■ Problem details ■
Reproduce every record below exactly as written, leaving out any pictures.

>> start Record set

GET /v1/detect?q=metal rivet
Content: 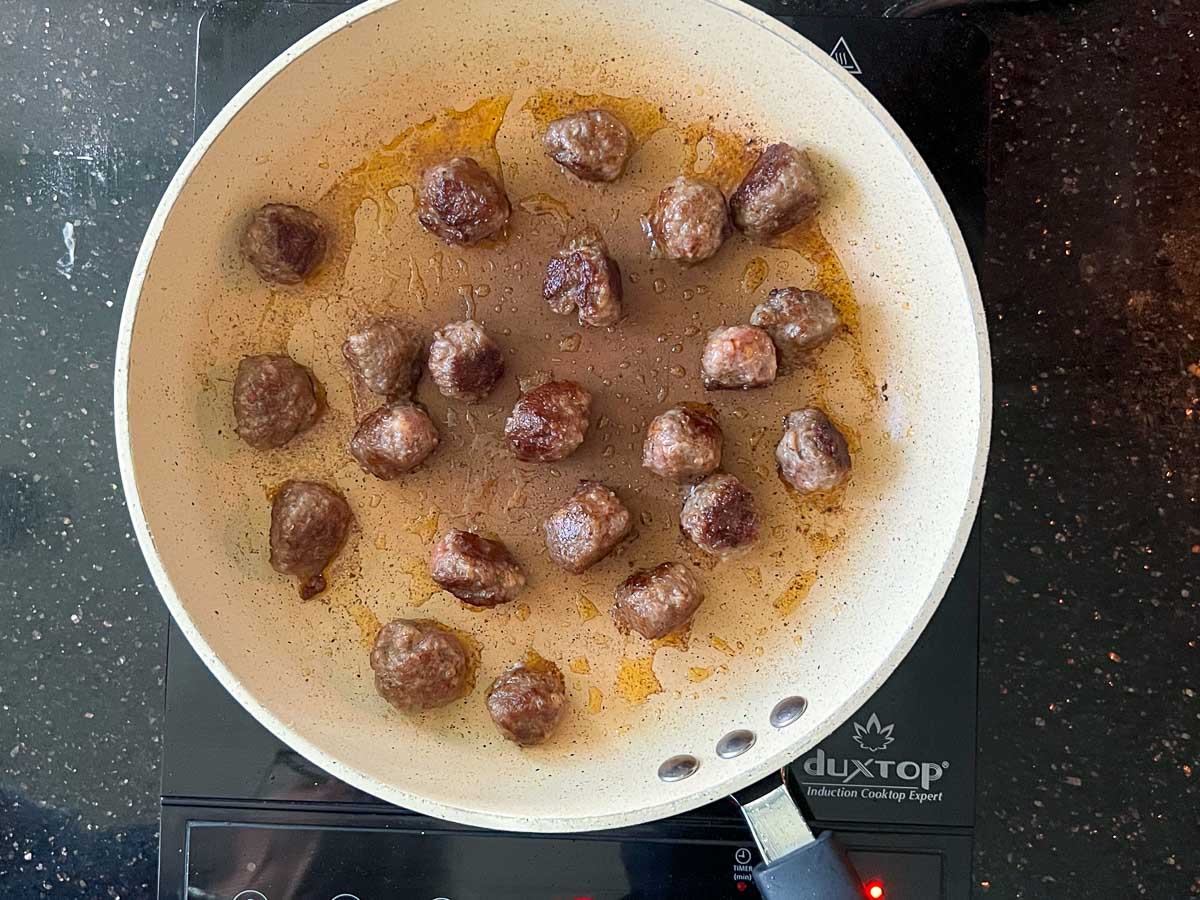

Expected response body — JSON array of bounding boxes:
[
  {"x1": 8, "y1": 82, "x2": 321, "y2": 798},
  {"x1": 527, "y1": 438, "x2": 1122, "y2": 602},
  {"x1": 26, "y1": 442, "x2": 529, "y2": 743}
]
[
  {"x1": 659, "y1": 754, "x2": 700, "y2": 781},
  {"x1": 770, "y1": 697, "x2": 809, "y2": 728},
  {"x1": 716, "y1": 728, "x2": 757, "y2": 760}
]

>> end Record set

■ Completed exercise ■
GET /v1/detect?q=metal rivet
Content: 

Expected response body — JSON array of bounding boxes:
[
  {"x1": 8, "y1": 82, "x2": 321, "y2": 798},
  {"x1": 527, "y1": 438, "x2": 1122, "y2": 602},
  {"x1": 26, "y1": 442, "x2": 529, "y2": 743}
]
[
  {"x1": 659, "y1": 754, "x2": 700, "y2": 781},
  {"x1": 770, "y1": 697, "x2": 809, "y2": 728},
  {"x1": 716, "y1": 728, "x2": 757, "y2": 760}
]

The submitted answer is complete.